_Stated goal_
Edit the lines starting at the one that contains "beam in the given photograph." and ending at the one that contains "[118,0,360,216]", swapping "horizontal" for "vertical" and leaving the rest as it is. Give back only those lines.

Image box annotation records
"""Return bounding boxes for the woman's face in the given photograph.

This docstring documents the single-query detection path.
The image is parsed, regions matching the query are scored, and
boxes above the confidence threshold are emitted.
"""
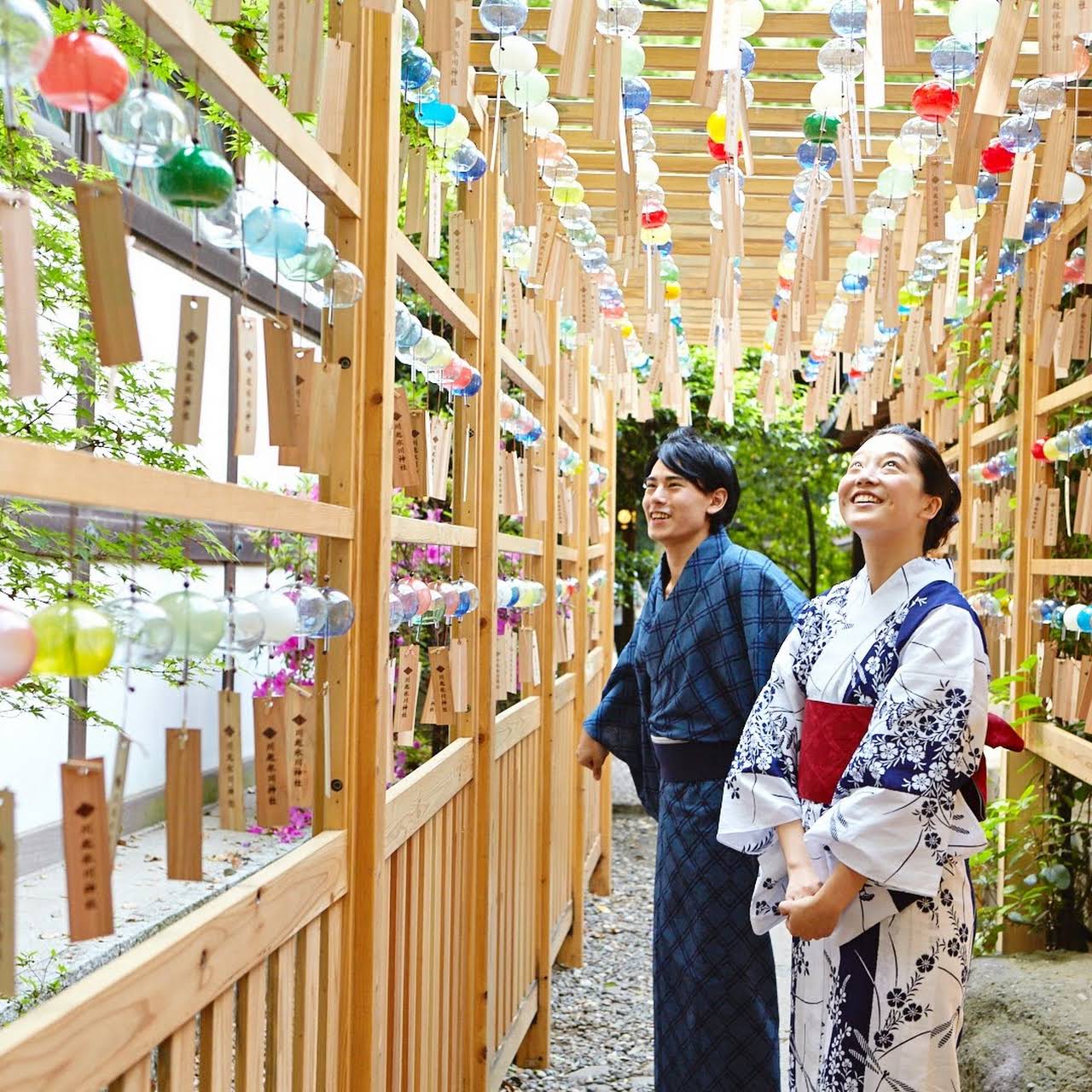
[838,434,941,541]
[641,459,729,545]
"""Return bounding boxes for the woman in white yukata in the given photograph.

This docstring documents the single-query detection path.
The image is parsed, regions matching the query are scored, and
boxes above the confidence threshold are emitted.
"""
[717,425,1017,1092]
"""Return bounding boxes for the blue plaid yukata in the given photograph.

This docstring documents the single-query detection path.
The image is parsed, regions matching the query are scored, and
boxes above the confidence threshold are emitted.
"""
[584,531,804,1092]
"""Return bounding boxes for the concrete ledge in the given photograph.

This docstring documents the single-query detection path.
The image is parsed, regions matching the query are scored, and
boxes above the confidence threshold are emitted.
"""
[959,952,1092,1092]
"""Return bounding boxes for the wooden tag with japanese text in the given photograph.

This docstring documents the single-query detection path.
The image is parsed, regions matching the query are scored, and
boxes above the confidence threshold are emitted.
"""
[216,690,247,830]
[75,179,142,368]
[254,698,288,827]
[60,759,113,940]
[0,190,42,397]
[421,645,456,724]
[394,644,421,747]
[284,682,317,808]
[171,296,208,447]
[164,729,202,880]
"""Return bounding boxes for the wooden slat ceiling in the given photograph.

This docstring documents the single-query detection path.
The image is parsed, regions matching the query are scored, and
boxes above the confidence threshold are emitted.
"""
[471,0,1048,345]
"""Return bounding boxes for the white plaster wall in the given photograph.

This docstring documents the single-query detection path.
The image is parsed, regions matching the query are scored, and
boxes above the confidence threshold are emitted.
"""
[0,232,322,834]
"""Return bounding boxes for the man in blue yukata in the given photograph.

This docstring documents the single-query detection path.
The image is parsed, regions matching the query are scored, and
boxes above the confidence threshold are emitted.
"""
[577,429,804,1092]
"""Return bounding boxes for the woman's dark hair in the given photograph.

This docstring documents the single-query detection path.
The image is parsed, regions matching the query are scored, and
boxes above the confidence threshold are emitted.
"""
[644,428,740,531]
[868,425,963,554]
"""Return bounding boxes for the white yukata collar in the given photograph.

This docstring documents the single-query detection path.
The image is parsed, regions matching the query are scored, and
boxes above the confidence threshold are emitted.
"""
[847,557,956,619]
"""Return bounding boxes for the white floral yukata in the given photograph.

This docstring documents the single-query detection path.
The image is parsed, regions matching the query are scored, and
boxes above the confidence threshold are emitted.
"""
[717,558,990,1092]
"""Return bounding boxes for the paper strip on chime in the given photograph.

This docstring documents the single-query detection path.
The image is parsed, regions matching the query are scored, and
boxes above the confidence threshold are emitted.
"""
[262,317,296,447]
[1035,105,1077,202]
[866,0,915,71]
[277,348,315,469]
[403,148,428,235]
[218,690,247,830]
[316,38,352,155]
[208,0,242,23]
[288,0,327,113]
[0,789,15,997]
[60,758,113,940]
[0,190,42,398]
[973,0,1031,116]
[592,34,623,141]
[171,296,208,445]
[75,179,142,368]
[1005,152,1035,239]
[898,190,925,273]
[164,729,202,880]
[557,0,598,98]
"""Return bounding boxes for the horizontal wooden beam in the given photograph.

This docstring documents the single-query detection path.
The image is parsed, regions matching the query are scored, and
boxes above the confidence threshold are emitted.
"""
[394,231,479,339]
[497,533,543,557]
[118,0,360,216]
[0,437,354,538]
[391,515,477,547]
[500,345,546,398]
[1022,721,1092,781]
[383,737,474,857]
[0,830,347,1092]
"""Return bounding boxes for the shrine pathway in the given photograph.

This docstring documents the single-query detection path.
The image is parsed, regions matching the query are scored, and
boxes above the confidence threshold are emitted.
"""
[502,764,788,1092]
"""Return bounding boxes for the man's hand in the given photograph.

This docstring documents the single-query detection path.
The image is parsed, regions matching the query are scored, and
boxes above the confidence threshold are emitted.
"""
[777,890,842,940]
[577,732,611,781]
[785,863,822,902]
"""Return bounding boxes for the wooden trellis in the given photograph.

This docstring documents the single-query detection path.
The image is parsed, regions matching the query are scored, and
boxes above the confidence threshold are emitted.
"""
[0,0,613,1092]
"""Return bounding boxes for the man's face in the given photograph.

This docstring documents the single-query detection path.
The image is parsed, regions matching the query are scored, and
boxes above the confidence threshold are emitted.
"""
[641,460,727,546]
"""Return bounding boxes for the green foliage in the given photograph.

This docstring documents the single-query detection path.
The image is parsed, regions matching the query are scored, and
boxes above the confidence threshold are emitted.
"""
[616,346,850,594]
[0,7,240,723]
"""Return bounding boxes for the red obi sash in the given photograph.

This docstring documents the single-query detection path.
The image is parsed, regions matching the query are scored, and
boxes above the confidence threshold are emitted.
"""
[797,698,1025,818]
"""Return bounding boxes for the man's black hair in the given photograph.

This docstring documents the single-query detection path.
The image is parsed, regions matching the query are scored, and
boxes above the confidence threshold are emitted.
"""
[644,428,740,533]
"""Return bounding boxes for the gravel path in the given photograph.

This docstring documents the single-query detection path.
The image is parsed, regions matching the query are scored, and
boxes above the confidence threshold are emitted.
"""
[502,764,788,1092]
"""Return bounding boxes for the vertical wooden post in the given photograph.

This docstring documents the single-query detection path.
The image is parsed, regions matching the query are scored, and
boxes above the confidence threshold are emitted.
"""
[468,117,502,1089]
[590,385,618,894]
[340,5,402,1092]
[997,248,1049,952]
[515,303,559,1069]
[558,345,592,967]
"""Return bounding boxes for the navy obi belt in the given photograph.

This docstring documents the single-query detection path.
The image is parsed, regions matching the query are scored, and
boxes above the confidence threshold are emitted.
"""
[796,698,1025,819]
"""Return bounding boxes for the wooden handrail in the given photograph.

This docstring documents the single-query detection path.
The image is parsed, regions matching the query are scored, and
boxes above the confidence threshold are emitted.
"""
[0,437,354,538]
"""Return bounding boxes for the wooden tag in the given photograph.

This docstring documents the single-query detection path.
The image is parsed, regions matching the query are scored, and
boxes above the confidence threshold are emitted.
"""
[926,155,944,242]
[1043,489,1061,546]
[318,37,352,155]
[0,788,15,997]
[106,732,131,865]
[284,683,316,808]
[262,317,296,447]
[300,362,343,474]
[164,729,202,880]
[392,383,421,497]
[265,0,296,75]
[394,644,421,747]
[171,296,208,445]
[1025,481,1046,542]
[286,0,325,113]
[75,179,143,368]
[233,315,258,456]
[218,690,247,830]
[991,151,1035,239]
[421,645,456,724]
[254,698,288,827]
[60,759,113,940]
[0,190,42,397]
[448,636,469,713]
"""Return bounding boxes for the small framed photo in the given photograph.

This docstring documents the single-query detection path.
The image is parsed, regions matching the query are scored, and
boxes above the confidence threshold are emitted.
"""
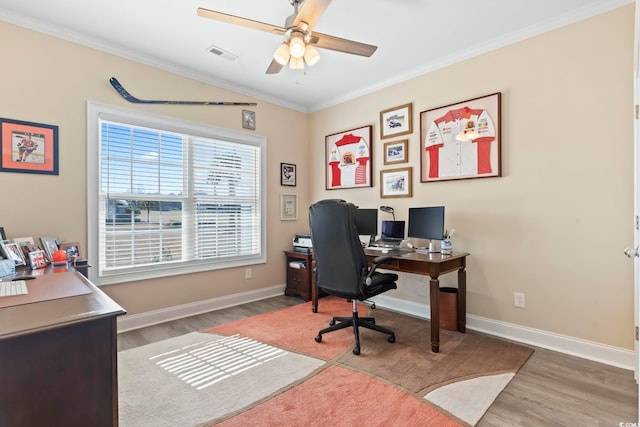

_Expected answer_
"""Return bounding boxes for the vertical wooden beam in the given photograph.

This docstring documents the single-query detection path.
The image is parsed, regions matching the query are scored, and
boxes above the confidence threshold are emitted.
"""
[394,231,479,339]
[497,533,543,557]
[118,0,360,216]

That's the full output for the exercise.